▸ Exercise instructions
Reproduce the data below with every "tight" swapped for "snug" and nothing else altered.

▸ Records for this exercise
■ ■ ■ ■ ■ ■ ■

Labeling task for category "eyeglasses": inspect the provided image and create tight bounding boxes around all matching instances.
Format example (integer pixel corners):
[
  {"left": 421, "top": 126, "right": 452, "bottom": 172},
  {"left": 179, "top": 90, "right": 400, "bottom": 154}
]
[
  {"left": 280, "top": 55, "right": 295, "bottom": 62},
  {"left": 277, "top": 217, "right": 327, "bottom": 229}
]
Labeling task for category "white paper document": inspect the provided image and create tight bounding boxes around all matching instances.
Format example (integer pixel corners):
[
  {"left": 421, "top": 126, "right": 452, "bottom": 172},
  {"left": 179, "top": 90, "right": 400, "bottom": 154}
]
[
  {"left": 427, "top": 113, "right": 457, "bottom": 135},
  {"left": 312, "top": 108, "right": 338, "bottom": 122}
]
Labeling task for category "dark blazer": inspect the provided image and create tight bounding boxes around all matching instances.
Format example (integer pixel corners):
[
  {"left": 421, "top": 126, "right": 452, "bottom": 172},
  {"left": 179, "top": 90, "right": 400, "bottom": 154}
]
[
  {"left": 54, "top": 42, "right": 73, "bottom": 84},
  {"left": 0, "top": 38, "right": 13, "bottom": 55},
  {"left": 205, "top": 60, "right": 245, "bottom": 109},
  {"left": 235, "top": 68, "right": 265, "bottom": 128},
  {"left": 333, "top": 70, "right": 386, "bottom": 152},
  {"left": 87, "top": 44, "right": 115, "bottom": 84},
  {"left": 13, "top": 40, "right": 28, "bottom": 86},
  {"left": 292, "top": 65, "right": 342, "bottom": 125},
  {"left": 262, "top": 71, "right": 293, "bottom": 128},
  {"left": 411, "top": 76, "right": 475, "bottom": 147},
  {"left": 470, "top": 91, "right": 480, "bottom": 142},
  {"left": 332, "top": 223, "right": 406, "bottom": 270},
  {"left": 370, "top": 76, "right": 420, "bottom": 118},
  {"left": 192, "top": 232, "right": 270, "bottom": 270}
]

■ ■ ■ ■ ■ ■ ■

▸ Response to the exercise
Labeling task for category "eyeglasses": inspect the provided image and create snug bounding boxes around all matching instances.
Format example (integer pixel corners):
[
  {"left": 421, "top": 126, "right": 452, "bottom": 172},
  {"left": 179, "top": 90, "right": 400, "bottom": 154}
]
[
  {"left": 280, "top": 55, "right": 295, "bottom": 62},
  {"left": 277, "top": 217, "right": 327, "bottom": 229}
]
Labeling task for category "white paper document": inspect the provided image and create snug bounding boxes around all matching instances.
Format example (integer pixel corners):
[
  {"left": 421, "top": 126, "right": 452, "bottom": 172},
  {"left": 179, "top": 90, "right": 400, "bottom": 154}
]
[
  {"left": 427, "top": 113, "right": 457, "bottom": 135},
  {"left": 312, "top": 108, "right": 338, "bottom": 122}
]
Labeling task for category "dark blazer": inspect the provided image and create snug bounding boxes around all matching instances.
Format example (integer pixel corners):
[
  {"left": 421, "top": 126, "right": 452, "bottom": 172},
  {"left": 179, "top": 90, "right": 400, "bottom": 154}
]
[
  {"left": 54, "top": 42, "right": 73, "bottom": 84},
  {"left": 0, "top": 38, "right": 13, "bottom": 55},
  {"left": 205, "top": 60, "right": 245, "bottom": 109},
  {"left": 235, "top": 68, "right": 265, "bottom": 128},
  {"left": 333, "top": 70, "right": 386, "bottom": 152},
  {"left": 87, "top": 44, "right": 115, "bottom": 84},
  {"left": 13, "top": 40, "right": 28, "bottom": 86},
  {"left": 292, "top": 65, "right": 342, "bottom": 125},
  {"left": 262, "top": 71, "right": 293, "bottom": 128},
  {"left": 411, "top": 76, "right": 475, "bottom": 147},
  {"left": 470, "top": 91, "right": 480, "bottom": 142},
  {"left": 332, "top": 223, "right": 406, "bottom": 270},
  {"left": 370, "top": 76, "right": 420, "bottom": 118},
  {"left": 192, "top": 232, "right": 270, "bottom": 270}
]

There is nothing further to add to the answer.